[start Dataset records]
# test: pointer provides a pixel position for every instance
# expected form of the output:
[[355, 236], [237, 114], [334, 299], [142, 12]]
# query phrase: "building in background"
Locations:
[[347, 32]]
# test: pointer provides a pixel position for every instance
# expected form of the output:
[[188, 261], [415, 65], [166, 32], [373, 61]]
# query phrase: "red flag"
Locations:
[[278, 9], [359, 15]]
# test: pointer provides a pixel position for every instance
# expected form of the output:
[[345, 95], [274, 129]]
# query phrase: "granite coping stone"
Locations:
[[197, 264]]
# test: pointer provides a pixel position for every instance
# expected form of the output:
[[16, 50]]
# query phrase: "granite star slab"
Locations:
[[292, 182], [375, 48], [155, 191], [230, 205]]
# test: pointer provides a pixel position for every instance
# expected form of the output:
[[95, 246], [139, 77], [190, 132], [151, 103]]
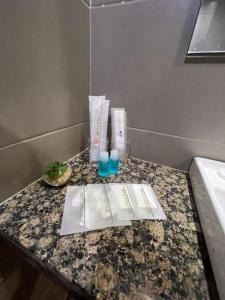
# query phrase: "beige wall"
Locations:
[[44, 84], [175, 110]]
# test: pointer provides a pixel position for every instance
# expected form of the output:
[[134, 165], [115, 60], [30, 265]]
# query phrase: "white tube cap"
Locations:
[[114, 155], [104, 156]]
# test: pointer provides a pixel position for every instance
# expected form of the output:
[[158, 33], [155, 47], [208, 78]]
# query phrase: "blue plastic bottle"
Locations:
[[114, 162], [103, 164]]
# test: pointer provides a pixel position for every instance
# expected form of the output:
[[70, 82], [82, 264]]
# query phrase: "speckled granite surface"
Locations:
[[150, 260]]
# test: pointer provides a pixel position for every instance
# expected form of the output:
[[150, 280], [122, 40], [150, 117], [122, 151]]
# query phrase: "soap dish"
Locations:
[[56, 173]]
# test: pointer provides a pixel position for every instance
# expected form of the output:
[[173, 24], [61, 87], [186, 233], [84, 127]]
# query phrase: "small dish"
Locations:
[[56, 173]]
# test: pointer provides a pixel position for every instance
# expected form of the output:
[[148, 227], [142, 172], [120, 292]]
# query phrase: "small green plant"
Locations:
[[55, 170]]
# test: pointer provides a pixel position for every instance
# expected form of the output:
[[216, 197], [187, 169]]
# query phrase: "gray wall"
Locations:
[[175, 110], [44, 84]]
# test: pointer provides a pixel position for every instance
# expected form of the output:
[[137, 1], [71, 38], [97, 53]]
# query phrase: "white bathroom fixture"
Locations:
[[208, 183]]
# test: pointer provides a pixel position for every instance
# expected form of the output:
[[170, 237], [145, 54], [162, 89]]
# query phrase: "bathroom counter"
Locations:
[[158, 259]]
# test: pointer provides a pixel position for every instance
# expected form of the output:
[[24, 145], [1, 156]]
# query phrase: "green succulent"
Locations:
[[55, 170]]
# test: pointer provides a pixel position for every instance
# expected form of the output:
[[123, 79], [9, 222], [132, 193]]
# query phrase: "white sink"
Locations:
[[208, 183]]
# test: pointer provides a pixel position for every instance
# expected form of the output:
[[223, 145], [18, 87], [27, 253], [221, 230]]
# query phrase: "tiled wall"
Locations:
[[44, 84], [175, 110]]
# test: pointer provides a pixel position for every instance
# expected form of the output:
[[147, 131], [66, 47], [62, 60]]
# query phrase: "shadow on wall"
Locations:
[[19, 166], [186, 32], [45, 55], [22, 163]]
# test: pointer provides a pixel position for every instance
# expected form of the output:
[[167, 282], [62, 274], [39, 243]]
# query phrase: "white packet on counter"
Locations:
[[119, 131], [97, 210], [73, 220], [119, 218], [154, 204], [136, 202], [119, 196]]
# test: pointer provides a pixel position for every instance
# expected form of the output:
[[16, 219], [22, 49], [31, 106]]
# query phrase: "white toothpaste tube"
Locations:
[[98, 108], [119, 131]]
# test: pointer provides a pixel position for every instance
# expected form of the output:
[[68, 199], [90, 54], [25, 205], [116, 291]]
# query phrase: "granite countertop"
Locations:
[[149, 260]]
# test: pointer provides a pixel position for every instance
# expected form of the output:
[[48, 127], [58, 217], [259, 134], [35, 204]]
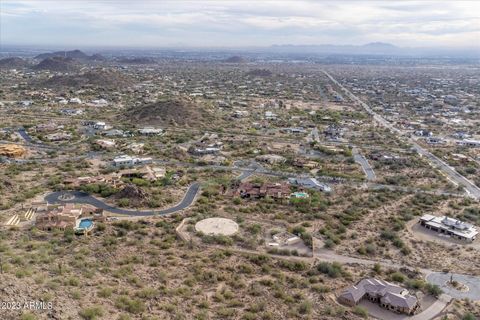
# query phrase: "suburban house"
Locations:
[[271, 158], [386, 294], [200, 151], [295, 130], [256, 191], [150, 131], [469, 143], [128, 161], [305, 163], [449, 226], [105, 143], [59, 136], [310, 183], [66, 217]]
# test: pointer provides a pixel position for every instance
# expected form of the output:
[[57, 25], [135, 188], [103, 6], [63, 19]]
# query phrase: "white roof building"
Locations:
[[150, 131], [449, 226]]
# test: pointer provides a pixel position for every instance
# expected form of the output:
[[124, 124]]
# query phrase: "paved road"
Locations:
[[433, 310], [473, 284], [360, 159], [83, 197], [434, 161]]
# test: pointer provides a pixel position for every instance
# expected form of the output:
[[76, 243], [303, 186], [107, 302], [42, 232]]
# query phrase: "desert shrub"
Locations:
[[361, 311], [130, 305], [91, 313], [333, 270]]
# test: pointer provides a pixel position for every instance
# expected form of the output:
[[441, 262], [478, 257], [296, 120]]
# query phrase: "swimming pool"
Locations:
[[85, 224]]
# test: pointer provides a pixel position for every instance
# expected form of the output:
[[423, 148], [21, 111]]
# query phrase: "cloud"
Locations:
[[231, 23]]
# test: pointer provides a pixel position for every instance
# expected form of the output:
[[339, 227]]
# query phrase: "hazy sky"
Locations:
[[238, 23]]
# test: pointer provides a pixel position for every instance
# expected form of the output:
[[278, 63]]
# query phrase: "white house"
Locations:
[[128, 161], [469, 143], [449, 226], [149, 131]]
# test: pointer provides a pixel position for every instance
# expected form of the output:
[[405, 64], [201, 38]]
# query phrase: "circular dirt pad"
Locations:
[[66, 197], [217, 226]]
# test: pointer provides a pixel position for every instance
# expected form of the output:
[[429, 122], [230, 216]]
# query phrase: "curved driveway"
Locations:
[[83, 197]]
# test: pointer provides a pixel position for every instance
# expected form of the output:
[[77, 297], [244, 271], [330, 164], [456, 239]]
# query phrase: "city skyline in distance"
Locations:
[[216, 24]]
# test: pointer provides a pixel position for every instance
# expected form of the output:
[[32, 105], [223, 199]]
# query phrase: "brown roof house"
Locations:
[[386, 294], [257, 190], [66, 217]]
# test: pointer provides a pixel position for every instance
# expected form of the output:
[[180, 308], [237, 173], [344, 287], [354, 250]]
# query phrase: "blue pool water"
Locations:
[[85, 224]]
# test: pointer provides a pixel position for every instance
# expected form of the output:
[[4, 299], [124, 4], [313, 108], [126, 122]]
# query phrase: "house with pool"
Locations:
[[79, 218]]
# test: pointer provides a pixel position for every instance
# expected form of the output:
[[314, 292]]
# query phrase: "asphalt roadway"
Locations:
[[360, 159], [83, 197]]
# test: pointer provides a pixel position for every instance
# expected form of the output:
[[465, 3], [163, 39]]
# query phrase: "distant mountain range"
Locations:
[[74, 54], [374, 48]]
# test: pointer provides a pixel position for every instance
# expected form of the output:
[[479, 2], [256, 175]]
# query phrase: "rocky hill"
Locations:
[[74, 54], [170, 111], [56, 64], [94, 78]]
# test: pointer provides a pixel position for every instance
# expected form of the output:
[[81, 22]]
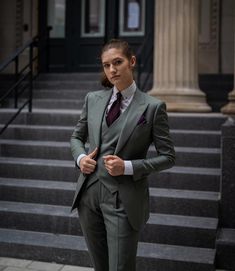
[end Dataset records]
- _Exercise goal_
Copy the listing above from its first line through the line containing "[[114, 155], [104, 156]]", both included, keeping every line and adding -28 to each point coordinate given after "Locations:" while leaving the sample coordinates under "expected form of the output" unchanged. Leave the pictures out of your copy.

- _Result_
# test: pointer provides a pixel position for every instance
# expected form of the output:
[[355, 236], [237, 114], [334, 299], [142, 12]]
# query phrase: "building in background"
Locations:
[[319, 4]]
# test: pointer provides a pixel position for every instance
# expected form of the output:
[[188, 261], [415, 65], [166, 32], [373, 61]]
# query phrase: "red flag"
Locations:
[[250, -19], [331, -13]]
# test: pointer provides a pixel position for every instance
# expected form of the output:
[[345, 95], [274, 129]]
# query phrase: "granite coping stone"
Locations:
[[169, 236]]
# test: pointer provides a pixel position for every instance
# expected form of the output:
[[16, 50]]
# query phrase: "granite star slab"
Locations:
[[264, 154], [347, 20], [127, 163], [202, 177]]
# test: pointer provides a pixel position for every instance
# expected form of the output:
[[95, 246], [139, 77], [190, 132], [151, 103]]
# query phrase: "beige wall"
Locations:
[[16, 56], [147, 82]]
# test: pointer provides a pixel position for every instance
# expected form of the output:
[[134, 165], [115, 60], [30, 265]]
# query phrase: "white tube cap"
Locations:
[[86, 127], [76, 128]]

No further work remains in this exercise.